_Selected text_
Monday, January 29, 2001

By Byron Spice, Science Editor, Post-Gazette

Mice that have been genetically modified to boost their memory and learning abilities may not only be smarter than the average mouse, but painfully so.

A new study by neuroscientists at Washington University School of Medicine in St. Louis found that the same brain cell modification that made the so-called "Doogie" mice smarter may also have sensitized them to chronic pain.

The study findings, being published in the February issue of the journal Nature Neuroscience, are not clearcut. The researchers found evidence that persistent pain seemed to be enhanced and that the mice even responded to what should have been non-painful touches. But it's also possible that the mice might have been displaying a learned response, rather than feeling actual pain.

But the study is a cautionary reminder that genetic manipulations meant to enhance a desirable trait can have side effects that may prove detrimental, said Min Zhuo, a neuroscientist and one of the lead scientists of the Washington University study.

Genetic enhancement, such as designer babies, is something that most scientists insist is still far in the future. A national panel of experts last year concluded that inheritable genetic modifications are not yet safe and should be banned until procedures and standards are in place. And no one claims to know precisely which genetic changes are necessary to safely make a person smarter, more charming or a more talented athlete, musician or writer.

Nevertheless, the recent news that Oregon scientists have transferred a foreign gene into a near relative of humans, a rhesus monkey, has renewed speculation about designer babies. The earlier creation of the smart mouse, announced in September 1999, likewise seemed to suggest that increasing intelligence by genetic changes might turn out to be relatively simple.

That was an understandable reaction, admits Joe Tsien, the Princeton University neurobiologist whose team developed the smart mouse. But that wasn't the team's intention, or conclusion. Rather, they created the mouse strain, dubbed Doogie after the precocious TV character Doogie Howser, to test a 50-year-old theory about how memory works.

Scientists had speculated that memories are stored and behaviors are learned by strengthening or weakening various connections between brain cells in the forebrain. Proteins on the surface of brain cells, called NMDA receptors, were known to play a role in changing the strength of these interconnections.

So Tsien created a mouse with extra copies of NR2B, a gene that produces one type of NMDA receptor. Tests, including some by Zhuo, showed that the mice did indeed have better memory and more learning ability, as predicted by the theory.

That did not necessarily make the mice more intelligent, Tsien emphasized last week. "Learning and memory is just one component of intelligence," he said. But it did suggest that memory and learning might be enhanced by drugs that targeted the NR2B gene.

The researchers realized, however, that the same changes in brain interconnections that affected memory also could affect pain perception, or even contribute to drug addictions.

_Recorded data_
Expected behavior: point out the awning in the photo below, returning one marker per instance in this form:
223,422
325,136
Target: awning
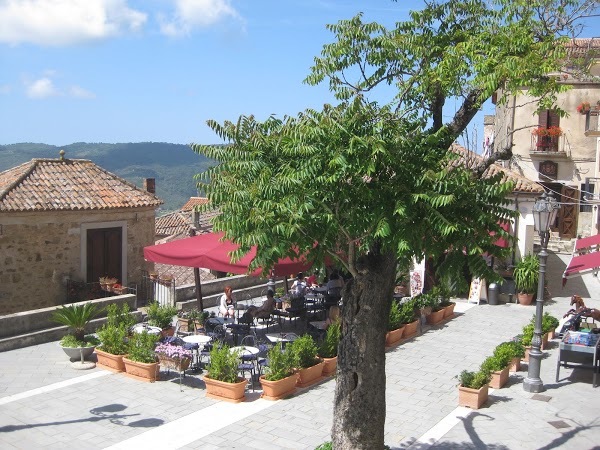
208,251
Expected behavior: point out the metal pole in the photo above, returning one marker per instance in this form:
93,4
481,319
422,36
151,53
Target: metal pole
533,383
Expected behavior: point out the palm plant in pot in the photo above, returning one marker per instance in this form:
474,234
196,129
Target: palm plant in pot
140,361
76,344
280,378
222,379
328,348
473,388
526,275
310,366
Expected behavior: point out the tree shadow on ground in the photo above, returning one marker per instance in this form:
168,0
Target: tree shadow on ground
102,413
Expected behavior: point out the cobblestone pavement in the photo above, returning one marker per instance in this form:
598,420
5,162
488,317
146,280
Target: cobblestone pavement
45,403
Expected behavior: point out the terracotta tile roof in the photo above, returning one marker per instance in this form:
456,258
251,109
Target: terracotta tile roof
66,185
471,160
194,201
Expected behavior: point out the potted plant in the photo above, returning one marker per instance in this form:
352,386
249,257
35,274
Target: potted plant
408,316
473,388
140,361
222,380
113,335
279,380
395,326
513,351
328,348
76,316
497,366
161,316
309,365
526,277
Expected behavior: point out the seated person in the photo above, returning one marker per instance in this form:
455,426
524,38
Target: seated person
265,309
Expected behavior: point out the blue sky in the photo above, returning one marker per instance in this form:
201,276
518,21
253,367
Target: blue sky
157,70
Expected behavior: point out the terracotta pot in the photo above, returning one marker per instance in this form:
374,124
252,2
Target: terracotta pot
110,361
525,299
449,310
394,336
515,365
435,317
410,329
220,390
472,398
141,371
275,390
329,366
310,375
499,379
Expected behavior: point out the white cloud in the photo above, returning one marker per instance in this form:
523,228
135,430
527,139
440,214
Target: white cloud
41,88
190,14
65,22
79,92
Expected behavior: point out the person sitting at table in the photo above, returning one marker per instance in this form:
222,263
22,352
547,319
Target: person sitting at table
265,309
227,305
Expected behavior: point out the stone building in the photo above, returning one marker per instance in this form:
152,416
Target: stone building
560,153
65,220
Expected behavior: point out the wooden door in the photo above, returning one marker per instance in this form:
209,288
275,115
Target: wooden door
104,253
567,219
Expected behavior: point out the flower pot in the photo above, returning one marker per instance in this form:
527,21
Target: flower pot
435,317
310,375
499,379
393,337
515,365
110,361
472,398
275,390
141,371
410,329
525,299
220,390
449,310
74,353
329,366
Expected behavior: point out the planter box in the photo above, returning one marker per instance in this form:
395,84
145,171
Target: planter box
393,337
110,361
410,329
329,366
472,398
275,390
310,375
230,392
435,317
499,379
141,371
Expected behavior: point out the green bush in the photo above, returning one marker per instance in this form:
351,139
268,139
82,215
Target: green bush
526,274
281,363
474,380
223,364
305,351
510,350
141,347
328,348
161,315
395,317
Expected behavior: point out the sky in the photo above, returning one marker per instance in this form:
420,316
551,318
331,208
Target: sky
156,70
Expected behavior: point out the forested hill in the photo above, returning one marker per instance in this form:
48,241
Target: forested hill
172,165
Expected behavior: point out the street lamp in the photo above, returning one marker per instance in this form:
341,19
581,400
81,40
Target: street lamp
544,213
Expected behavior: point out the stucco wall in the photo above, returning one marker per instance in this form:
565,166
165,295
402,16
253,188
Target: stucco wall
39,251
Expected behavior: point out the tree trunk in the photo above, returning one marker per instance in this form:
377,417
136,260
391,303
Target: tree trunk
359,406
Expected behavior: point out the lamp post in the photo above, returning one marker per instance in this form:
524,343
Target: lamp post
544,213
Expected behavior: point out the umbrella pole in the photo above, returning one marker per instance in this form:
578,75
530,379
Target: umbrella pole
198,288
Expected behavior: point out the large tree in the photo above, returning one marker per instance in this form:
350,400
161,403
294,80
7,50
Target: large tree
371,186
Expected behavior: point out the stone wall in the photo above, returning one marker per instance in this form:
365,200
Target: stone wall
40,251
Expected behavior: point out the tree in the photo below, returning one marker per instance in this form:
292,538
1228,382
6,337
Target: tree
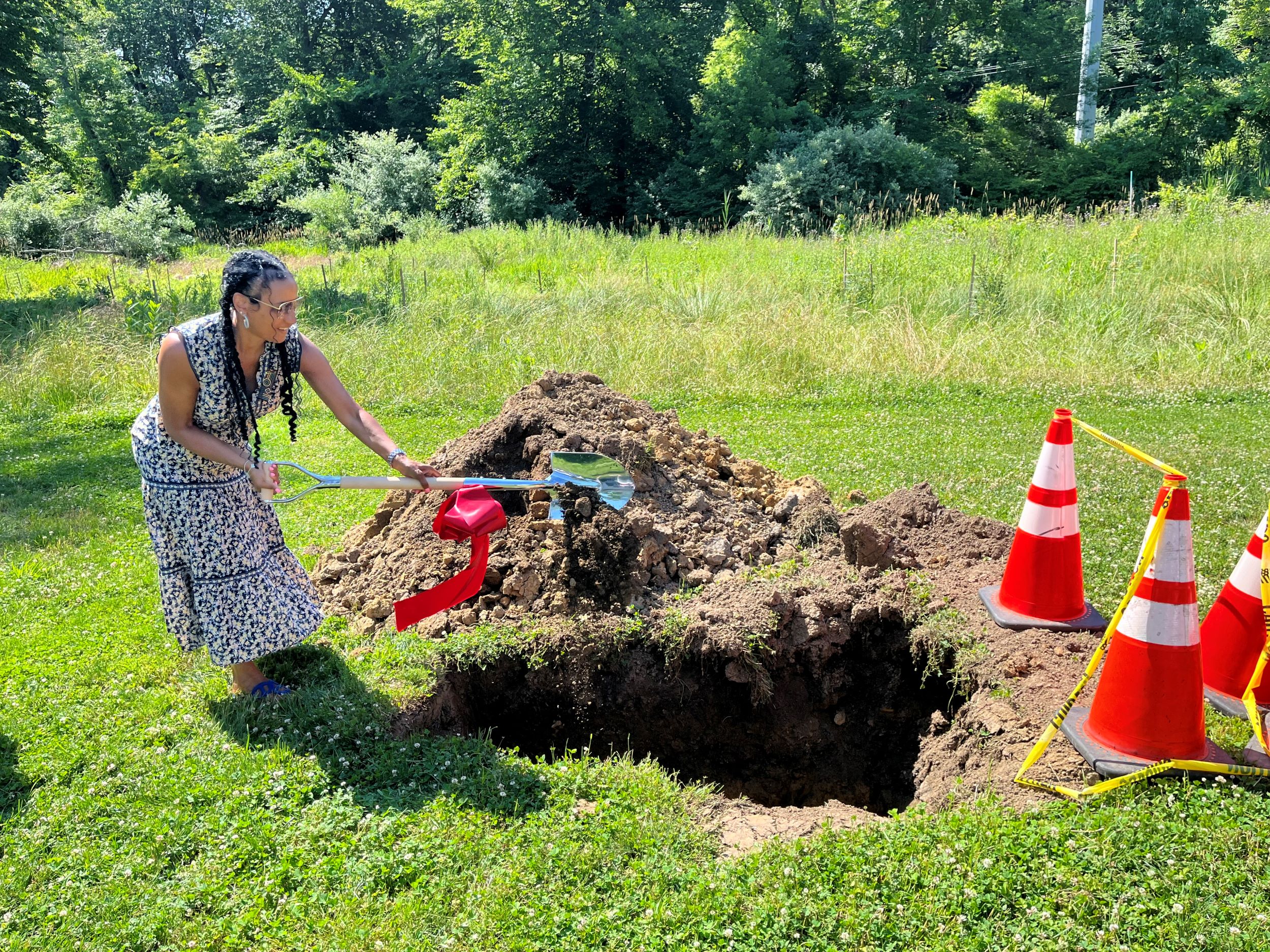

_What you will do_
1 > From the article on the Doogie mice, copy from "Genetic enhancement, such" to "musician or writer.".
2 > According to the article on the Doogie mice, why did Tsien's team give the mice extra copies of the NR2B gene? Answer in one to three sentences.

_Responses in order_
1 >
Genetic enhancement, such as designer babies, is something that most scientists insist is still far in the future. A national panel of experts last year concluded that inheritable genetic modifications are not yet safe and should be banned until procedures and standards are in place. And no one claims to know precisely which genetic changes are necessary to safely make a person smarter, more charming or a more talented athlete, musician or writer.

2 > The team wanted to test a 50-year-old theory that memories are stored and behaviors are learned by strengthening or weakening connections between brain cells in the forebrain. NMDA receptors were known to help change the strength of these connections, and NR2B produces one type of NMDA receptor.